[Start of section]

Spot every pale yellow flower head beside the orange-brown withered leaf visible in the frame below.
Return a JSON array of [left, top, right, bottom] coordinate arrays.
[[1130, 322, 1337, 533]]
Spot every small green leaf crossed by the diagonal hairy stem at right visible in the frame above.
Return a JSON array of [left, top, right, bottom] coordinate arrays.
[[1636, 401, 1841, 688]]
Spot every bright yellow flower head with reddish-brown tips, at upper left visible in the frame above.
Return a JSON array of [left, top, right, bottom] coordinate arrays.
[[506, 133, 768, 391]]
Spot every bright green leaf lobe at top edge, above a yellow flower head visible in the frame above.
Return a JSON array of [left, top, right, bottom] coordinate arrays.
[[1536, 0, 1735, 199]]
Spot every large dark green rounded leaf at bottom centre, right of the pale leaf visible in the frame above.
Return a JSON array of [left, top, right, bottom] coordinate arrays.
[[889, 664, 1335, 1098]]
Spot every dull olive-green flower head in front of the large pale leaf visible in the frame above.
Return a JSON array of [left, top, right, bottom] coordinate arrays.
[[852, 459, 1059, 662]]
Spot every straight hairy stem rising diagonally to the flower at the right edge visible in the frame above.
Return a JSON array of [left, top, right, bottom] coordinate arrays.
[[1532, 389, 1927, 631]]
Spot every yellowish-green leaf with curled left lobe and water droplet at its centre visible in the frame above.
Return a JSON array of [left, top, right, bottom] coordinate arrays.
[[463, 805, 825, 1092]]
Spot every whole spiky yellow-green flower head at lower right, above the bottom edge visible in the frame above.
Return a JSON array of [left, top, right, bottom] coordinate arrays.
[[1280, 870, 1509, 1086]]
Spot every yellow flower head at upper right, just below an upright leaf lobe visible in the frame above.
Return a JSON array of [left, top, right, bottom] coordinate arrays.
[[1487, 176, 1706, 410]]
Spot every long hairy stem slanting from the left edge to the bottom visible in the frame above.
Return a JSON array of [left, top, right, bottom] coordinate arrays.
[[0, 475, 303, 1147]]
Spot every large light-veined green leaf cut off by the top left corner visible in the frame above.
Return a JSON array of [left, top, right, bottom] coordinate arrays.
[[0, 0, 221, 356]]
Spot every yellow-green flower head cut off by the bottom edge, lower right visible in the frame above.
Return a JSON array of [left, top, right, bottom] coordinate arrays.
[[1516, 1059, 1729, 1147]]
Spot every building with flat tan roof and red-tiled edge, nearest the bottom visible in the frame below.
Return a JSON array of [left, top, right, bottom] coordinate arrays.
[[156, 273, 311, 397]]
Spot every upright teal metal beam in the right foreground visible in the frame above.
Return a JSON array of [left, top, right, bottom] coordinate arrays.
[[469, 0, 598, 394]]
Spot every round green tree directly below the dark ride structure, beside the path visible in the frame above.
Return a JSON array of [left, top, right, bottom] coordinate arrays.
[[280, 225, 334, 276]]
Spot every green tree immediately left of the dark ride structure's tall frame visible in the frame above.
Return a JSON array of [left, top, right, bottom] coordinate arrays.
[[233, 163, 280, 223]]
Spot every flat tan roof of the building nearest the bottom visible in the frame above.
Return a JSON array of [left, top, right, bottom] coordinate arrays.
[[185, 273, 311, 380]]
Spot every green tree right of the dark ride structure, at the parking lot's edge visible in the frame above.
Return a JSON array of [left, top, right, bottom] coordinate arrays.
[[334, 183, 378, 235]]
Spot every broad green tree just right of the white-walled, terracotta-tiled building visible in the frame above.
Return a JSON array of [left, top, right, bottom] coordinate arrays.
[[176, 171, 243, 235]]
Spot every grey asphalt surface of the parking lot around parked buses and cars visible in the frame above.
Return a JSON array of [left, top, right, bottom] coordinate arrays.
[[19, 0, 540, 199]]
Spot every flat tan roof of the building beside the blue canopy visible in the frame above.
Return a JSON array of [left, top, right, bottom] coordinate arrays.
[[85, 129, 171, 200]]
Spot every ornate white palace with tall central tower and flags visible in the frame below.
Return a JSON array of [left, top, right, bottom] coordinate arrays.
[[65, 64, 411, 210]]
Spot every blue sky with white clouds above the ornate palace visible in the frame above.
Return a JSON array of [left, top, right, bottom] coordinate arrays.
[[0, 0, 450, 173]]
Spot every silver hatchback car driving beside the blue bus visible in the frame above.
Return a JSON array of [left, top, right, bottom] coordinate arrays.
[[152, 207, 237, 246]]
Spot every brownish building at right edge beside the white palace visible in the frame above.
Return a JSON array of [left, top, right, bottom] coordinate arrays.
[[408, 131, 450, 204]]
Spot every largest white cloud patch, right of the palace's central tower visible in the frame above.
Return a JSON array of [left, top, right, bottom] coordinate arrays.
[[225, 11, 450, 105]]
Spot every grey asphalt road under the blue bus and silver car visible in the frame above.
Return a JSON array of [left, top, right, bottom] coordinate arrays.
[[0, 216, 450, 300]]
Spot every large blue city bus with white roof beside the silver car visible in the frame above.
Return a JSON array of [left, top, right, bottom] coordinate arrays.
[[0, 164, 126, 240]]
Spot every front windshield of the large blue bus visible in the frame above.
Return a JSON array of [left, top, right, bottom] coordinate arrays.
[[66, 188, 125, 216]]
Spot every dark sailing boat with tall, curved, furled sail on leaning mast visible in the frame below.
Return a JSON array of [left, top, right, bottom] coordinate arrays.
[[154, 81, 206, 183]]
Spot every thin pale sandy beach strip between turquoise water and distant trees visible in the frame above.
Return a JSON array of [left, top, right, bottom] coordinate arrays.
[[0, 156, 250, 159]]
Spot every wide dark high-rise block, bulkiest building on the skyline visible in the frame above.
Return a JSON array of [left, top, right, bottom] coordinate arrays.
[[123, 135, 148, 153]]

[End of section]

• [Goal of the exercise]: Set down the data in full, word for word.

• [Exercise answer]:
Spot every pale yellow flower head beside the orange-brown withered leaf visible in the frame below.
Return a JSON array of [left, top, right, bottom] coordinate arrays.
[[1130, 322, 1337, 533]]
Spot every small green leaf crossed by the diagonal hairy stem at right visible in the frame above.
Return a JSON array of [left, top, right, bottom] coordinate arrays.
[[1636, 401, 1841, 688]]
Spot every bright yellow flower head with reddish-brown tips, at upper left visible in the frame above.
Return a JSON array of [left, top, right, bottom] coordinate arrays.
[[506, 133, 768, 391]]
Spot every bright green leaf lobe at top edge, above a yellow flower head visible in the frame above.
Return a JSON array of [left, top, right, bottom] coordinate arrays.
[[1536, 0, 1735, 199]]
Spot every large dark green rounded leaf at bottom centre, right of the pale leaf visible in the frame above.
Return a JSON array of [left, top, right, bottom] coordinate arrays.
[[889, 664, 1335, 1098]]
Spot every dull olive-green flower head in front of the large pale leaf visible in the frame above.
Return a JSON array of [left, top, right, bottom] coordinate arrays.
[[852, 459, 1059, 662]]
Spot every straight hairy stem rising diagonally to the flower at the right edge visible in the frame above.
Return a JSON array of [left, top, right, bottom] coordinate arrays.
[[1532, 389, 1927, 631]]
Spot every yellowish-green leaf with curled left lobe and water droplet at its centre visible in the frame above.
Return a JSON array of [left, top, right, bottom] coordinate arrays.
[[463, 805, 825, 1092]]
Spot every whole spiky yellow-green flower head at lower right, above the bottom edge visible in the frame above.
Return a JSON array of [left, top, right, bottom] coordinate arrays.
[[1280, 870, 1509, 1086]]
Spot every yellow flower head at upper right, just below an upright leaf lobe visible in the frame above.
Return a JSON array of [left, top, right, bottom] coordinate arrays.
[[1487, 176, 1706, 410]]
Spot every long hairy stem slanting from the left edge to the bottom visible in the frame above.
Return a JSON array of [left, top, right, bottom] coordinate arrays.
[[0, 475, 303, 1147]]
Spot every large light-veined green leaf cut off by the top left corner visible in the frame above.
Return a JSON array of [left, top, right, bottom] coordinate arrays.
[[0, 0, 221, 356]]
Spot every yellow-green flower head cut off by the bottom edge, lower right visible in the frame above.
Return a JSON array of [left, top, right, bottom] coordinate arrays.
[[1516, 1059, 1729, 1147]]
Spot every building with flat tan roof and red-tiled edge, nearest the bottom visible in the frame below.
Return a JSON array of [left, top, right, bottom] coordinate arrays.
[[156, 273, 311, 397]]
Spot every upright teal metal beam in the right foreground visible in the frame above.
Return a JSON array of [left, top, right, bottom] coordinate arrays.
[[469, 0, 598, 394]]
Spot every round green tree directly below the dark ride structure, beside the path visible in the frame above.
Return a JSON array of [left, top, right, bottom] coordinate arrays.
[[280, 225, 334, 276]]
Spot every green tree immediately left of the dark ride structure's tall frame visible in the frame above.
Return a JSON array of [left, top, right, bottom] coordinate arrays.
[[233, 163, 280, 223]]
Spot every flat tan roof of the building nearest the bottom visible in the frame above.
Return a JSON array of [left, top, right, bottom] coordinate arrays.
[[185, 273, 311, 380]]
Spot every green tree right of the dark ride structure, at the parking lot's edge visible in the frame above.
Return a JSON array of [left, top, right, bottom] coordinate arrays.
[[334, 183, 378, 235]]
Spot every broad green tree just right of the white-walled, terracotta-tiled building visible in the frame above.
Return a JSON array of [left, top, right, bottom] coordinate arrays.
[[176, 171, 243, 235]]
Spot every grey asphalt surface of the parking lot around parked buses and cars visible in the frame above.
Return a JSON array of [left, top, right, bottom] coordinate arrays.
[[19, 0, 540, 199]]
Spot every flat tan roof of the building beside the blue canopy visible in the frame above.
Return a JSON array of [left, top, right, bottom] coordinate arrays.
[[85, 129, 171, 200]]
Spot every ornate white palace with tall central tower and flags visible in the frame below.
Return a JSON array of [left, top, right, bottom] coordinate arrays.
[[65, 64, 411, 210]]
Spot every blue sky with white clouds above the ornate palace visible in the frame above.
Return a JSON array of [left, top, right, bottom] coordinate arrays.
[[0, 0, 450, 173]]
Spot every silver hatchback car driving beside the blue bus visible in the frame above.
Return a JSON array of [left, top, right, bottom] coordinate arrays.
[[152, 207, 237, 246]]
Spot every brownish building at right edge beside the white palace visible in the frame above.
Return a JSON array of [left, top, right, bottom] coordinate arrays.
[[408, 131, 450, 204]]
Spot every largest white cloud patch, right of the palace's central tower visible in the frame above.
Return a JSON array of [left, top, right, bottom] coordinate arrays.
[[225, 11, 450, 105]]
Spot every grey asphalt road under the blue bus and silver car visible in the frame above.
Return a JSON array of [left, top, right, bottom] coordinate arrays.
[[0, 216, 450, 300]]
Spot every large blue city bus with white roof beside the silver car visible in the frame above.
Return a JSON array of [left, top, right, bottom] coordinate arrays.
[[0, 164, 126, 240]]
Spot every front windshield of the large blue bus visible in the frame above.
Return a JSON array of [left, top, right, bottom] coordinate arrays.
[[66, 188, 125, 216]]
Spot every dark sailing boat with tall, curved, furled sail on leaning mast visible in the frame below.
Return a JSON array of [left, top, right, bottom] coordinate arrays.
[[154, 81, 206, 183]]
Spot every thin pale sandy beach strip between turquoise water and distant trees visible in the frame above.
Return a JSON array of [left, top, right, bottom] coordinate arrays.
[[0, 156, 250, 159]]
Spot every wide dark high-rise block, bulkiest building on the skyline visible in the frame above.
Return a JSON array of [left, top, right, bottom] coordinate arrays.
[[123, 135, 148, 153]]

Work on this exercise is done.